WORK ORDER: Please return the material exactly; leave no entry out.

DATA RECORDS:
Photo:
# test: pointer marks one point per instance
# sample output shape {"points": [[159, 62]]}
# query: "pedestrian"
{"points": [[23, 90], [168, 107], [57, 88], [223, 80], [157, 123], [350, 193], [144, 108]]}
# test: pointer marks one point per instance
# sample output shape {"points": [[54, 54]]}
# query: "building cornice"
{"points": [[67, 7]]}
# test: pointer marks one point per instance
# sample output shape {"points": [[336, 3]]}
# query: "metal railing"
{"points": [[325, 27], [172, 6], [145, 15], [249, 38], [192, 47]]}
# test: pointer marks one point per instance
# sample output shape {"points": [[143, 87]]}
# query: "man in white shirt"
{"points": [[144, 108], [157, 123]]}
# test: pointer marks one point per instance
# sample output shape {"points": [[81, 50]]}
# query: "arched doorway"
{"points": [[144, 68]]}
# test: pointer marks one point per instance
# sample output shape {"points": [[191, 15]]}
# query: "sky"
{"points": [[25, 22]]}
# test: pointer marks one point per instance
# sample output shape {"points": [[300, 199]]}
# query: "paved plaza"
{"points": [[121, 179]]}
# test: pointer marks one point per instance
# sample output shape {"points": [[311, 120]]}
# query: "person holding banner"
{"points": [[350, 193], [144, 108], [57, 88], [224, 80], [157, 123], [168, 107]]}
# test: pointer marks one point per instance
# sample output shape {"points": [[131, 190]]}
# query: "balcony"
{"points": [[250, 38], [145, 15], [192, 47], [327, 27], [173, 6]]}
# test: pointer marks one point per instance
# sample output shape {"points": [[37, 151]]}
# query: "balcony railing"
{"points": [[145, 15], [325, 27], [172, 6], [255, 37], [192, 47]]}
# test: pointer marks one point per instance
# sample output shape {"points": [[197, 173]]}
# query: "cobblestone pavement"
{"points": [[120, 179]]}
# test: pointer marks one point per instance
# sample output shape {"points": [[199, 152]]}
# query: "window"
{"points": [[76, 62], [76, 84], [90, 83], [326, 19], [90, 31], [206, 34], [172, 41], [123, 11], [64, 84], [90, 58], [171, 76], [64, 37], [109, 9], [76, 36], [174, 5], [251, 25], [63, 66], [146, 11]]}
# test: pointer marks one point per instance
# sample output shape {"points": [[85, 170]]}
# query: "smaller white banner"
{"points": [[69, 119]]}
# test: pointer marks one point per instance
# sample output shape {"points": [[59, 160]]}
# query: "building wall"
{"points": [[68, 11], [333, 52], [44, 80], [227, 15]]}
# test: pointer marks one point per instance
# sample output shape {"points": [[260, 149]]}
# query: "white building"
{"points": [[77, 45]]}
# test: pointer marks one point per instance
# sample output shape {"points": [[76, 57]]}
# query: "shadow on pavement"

RESPONSE:
Photo:
# test: pointer marks one point per instance
# sample output shape {"points": [[159, 62]]}
# query: "pedestrian"
{"points": [[23, 90], [168, 107], [57, 88], [223, 80], [157, 123], [350, 193], [144, 108]]}
# test: pointer marks one point per instance
# sample output shape {"points": [[54, 54]]}
# query: "building cornice"
{"points": [[67, 7]]}
# test: pointer marks one point per instance
# sample output shape {"points": [[336, 3]]}
# query: "metal railing"
{"points": [[325, 27], [172, 6], [145, 15], [249, 38], [192, 47]]}
# test: pointer marks one point per instance
# sample output shape {"points": [[143, 87]]}
# query: "man in white shirt"
{"points": [[144, 108], [157, 123]]}
# test: pointer marks one point per instance
# sample output shape {"points": [[81, 50]]}
# query: "arched doorway"
{"points": [[144, 68]]}
# test: pointer marks one point per instance
# sample output shape {"points": [[191, 15]]}
# query: "sky"
{"points": [[25, 22]]}
# test: pointer marks one point per instance
# sample output shape {"points": [[300, 199]]}
# query: "paved plaza"
{"points": [[121, 179]]}
# test: pointer marks one point per instance
# sample output shape {"points": [[311, 120]]}
# query: "person holding banner"
{"points": [[350, 193], [144, 108], [57, 88], [224, 80], [157, 123], [168, 107]]}
# test: pointer marks one point per instance
# sample output shape {"points": [[131, 190]]}
# query: "balcony"
{"points": [[250, 38], [145, 15], [192, 47], [327, 27], [173, 6]]}
# test: pointer marks one point per instance
# sample output shape {"points": [[37, 151]]}
# query: "balcony railing"
{"points": [[145, 15], [325, 27], [172, 6], [255, 37], [192, 47]]}
# test: pointer marks one point per instance
# sample output shape {"points": [[197, 173]]}
# query: "cobblestone pavement"
{"points": [[120, 179]]}
# test: pointer marks one point per instance
# sample output shape {"points": [[199, 152]]}
# query: "window"
{"points": [[76, 62], [76, 84], [90, 83], [326, 19], [90, 31], [206, 34], [172, 41], [123, 11], [64, 84], [90, 58], [171, 76], [64, 37], [109, 9], [76, 36], [174, 5], [251, 25], [63, 66], [146, 11]]}
# test: pointer marks one point per instance
# sample output shape {"points": [[85, 170]]}
# query: "smaller white banner"
{"points": [[69, 119]]}
# test: pointer marks one point per instance
# sample output shape {"points": [[59, 160]]}
# query: "building wall"
{"points": [[68, 11], [333, 52], [44, 80], [227, 15]]}
# test: pointer marks one point per instance
# sample output shape {"points": [[260, 149]]}
# query: "white building"
{"points": [[77, 45]]}
# test: pointer marks one point per instance
# sample output shape {"points": [[76, 57]]}
# query: "shadow on pavement"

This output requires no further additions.